QUOTED PASSAGE:
---+---
SLEBECH M319

Official No:  389566  Port Number and Year:   -  in San Sebastian, 1974.

                                                                             8th in Milford, 1981

Description: Steel side trawler, single screw oil burning motor vessel.

Crew:  13
Registered at Milford: 18 May 1981

Built: 1974, Astilleros de Atlantico, Santander, Spain.

Tonnage: 206.6 grt  108.36 net

Length / breadth / depth (feet): 109.0 (117.45 loa) / 22.3 / 12.1

Engine: Internal combustion engine; oil; 4 single acting 6 cyl.  1040 bhp; 11 kts; by  Maschinenbau Kiel (MaK), Germany

Owners:

 

As BETI DONOSTI

1974?: Pesquera Laurak-Bat S.A., San Sebastian, Spain

 

25 Sep 1980: As SLEBECH

 

As SLEBECH M319

18 May 1981: Betty Fisheries, C Shed, The Docks, Milford.

29 Feb 1982: Building 66, Docks, Milford. (Change of address.)

10 Mar 1986: Galaza Fisheries, 112 Durnford St., Stonehouse, Plymouth.
---+---
DATA EXTRACT:
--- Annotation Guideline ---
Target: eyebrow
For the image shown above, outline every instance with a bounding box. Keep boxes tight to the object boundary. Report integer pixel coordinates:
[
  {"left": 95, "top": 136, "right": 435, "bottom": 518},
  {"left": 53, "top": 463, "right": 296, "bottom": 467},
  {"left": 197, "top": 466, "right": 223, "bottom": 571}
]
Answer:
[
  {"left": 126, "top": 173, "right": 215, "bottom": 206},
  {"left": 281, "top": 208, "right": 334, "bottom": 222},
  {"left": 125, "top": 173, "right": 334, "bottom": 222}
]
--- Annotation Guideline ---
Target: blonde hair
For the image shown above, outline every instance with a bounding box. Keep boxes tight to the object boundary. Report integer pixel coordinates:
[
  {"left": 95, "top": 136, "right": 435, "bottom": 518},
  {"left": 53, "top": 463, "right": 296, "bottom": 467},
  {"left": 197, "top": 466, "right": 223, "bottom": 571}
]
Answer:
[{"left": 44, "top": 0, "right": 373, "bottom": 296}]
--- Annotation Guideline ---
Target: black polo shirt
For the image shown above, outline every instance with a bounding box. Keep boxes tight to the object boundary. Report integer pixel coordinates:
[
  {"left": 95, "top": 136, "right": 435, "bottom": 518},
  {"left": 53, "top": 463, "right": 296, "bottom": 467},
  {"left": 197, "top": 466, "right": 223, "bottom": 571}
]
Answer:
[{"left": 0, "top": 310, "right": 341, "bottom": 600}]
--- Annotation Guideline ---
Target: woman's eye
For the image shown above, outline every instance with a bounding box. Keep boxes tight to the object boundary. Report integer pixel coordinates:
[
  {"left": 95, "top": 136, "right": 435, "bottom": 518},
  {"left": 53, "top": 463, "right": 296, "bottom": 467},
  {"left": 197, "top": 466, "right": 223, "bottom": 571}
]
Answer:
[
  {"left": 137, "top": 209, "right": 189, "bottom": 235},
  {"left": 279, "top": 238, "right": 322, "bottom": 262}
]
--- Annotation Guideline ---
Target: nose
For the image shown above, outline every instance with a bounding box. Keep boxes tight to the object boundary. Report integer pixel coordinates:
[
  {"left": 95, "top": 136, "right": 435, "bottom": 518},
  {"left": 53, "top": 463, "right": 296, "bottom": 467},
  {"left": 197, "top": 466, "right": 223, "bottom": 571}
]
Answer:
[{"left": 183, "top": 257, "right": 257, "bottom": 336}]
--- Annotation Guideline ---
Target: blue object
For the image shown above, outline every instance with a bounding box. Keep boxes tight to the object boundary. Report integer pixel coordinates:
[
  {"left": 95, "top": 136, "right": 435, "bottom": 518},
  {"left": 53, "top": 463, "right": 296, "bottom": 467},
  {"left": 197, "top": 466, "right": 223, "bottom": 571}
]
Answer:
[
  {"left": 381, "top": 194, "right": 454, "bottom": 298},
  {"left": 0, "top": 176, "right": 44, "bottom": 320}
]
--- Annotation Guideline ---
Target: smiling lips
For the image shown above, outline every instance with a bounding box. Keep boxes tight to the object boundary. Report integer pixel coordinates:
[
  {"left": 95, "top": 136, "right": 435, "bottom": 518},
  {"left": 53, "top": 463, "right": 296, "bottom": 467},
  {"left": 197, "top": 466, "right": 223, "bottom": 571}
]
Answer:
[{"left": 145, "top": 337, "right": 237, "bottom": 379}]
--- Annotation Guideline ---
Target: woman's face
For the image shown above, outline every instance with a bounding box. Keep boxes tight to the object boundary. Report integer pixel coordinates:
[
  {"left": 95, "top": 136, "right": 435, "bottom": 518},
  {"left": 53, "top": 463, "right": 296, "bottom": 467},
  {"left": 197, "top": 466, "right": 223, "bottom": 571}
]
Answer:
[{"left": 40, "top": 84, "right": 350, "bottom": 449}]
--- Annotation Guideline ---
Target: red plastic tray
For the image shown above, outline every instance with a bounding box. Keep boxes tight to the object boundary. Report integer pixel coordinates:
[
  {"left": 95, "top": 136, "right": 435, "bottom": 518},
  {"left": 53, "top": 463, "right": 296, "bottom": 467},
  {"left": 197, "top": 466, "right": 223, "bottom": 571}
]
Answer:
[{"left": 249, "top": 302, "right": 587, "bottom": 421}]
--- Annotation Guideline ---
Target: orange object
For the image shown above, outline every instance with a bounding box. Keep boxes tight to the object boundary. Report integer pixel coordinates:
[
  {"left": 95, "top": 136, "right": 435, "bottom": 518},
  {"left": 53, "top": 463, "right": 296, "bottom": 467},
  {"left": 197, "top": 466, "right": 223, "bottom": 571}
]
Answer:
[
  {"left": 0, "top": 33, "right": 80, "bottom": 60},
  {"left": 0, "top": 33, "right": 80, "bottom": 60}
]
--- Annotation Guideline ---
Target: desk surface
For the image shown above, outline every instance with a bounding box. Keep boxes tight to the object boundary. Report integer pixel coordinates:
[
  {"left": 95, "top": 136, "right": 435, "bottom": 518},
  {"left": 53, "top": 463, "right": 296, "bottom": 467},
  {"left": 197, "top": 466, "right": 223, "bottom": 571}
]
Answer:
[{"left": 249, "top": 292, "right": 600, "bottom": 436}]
---+---
WRITTEN REQUEST:
Please answer these questions using the SLEBECH M319 record above.
(a) Which shipyard built the vessel, and in what year?
(b) How many crew does the record list?
(c) Which owner is recorded from 10 Mar 1986?

IN RESPONSE:
(a) Astilleros de Atlantico, Santander, Spain, in 1974.
(b) 13.
(c) Galaza Fisheries, 112 Durnford St., Stonehouse, Plymouth.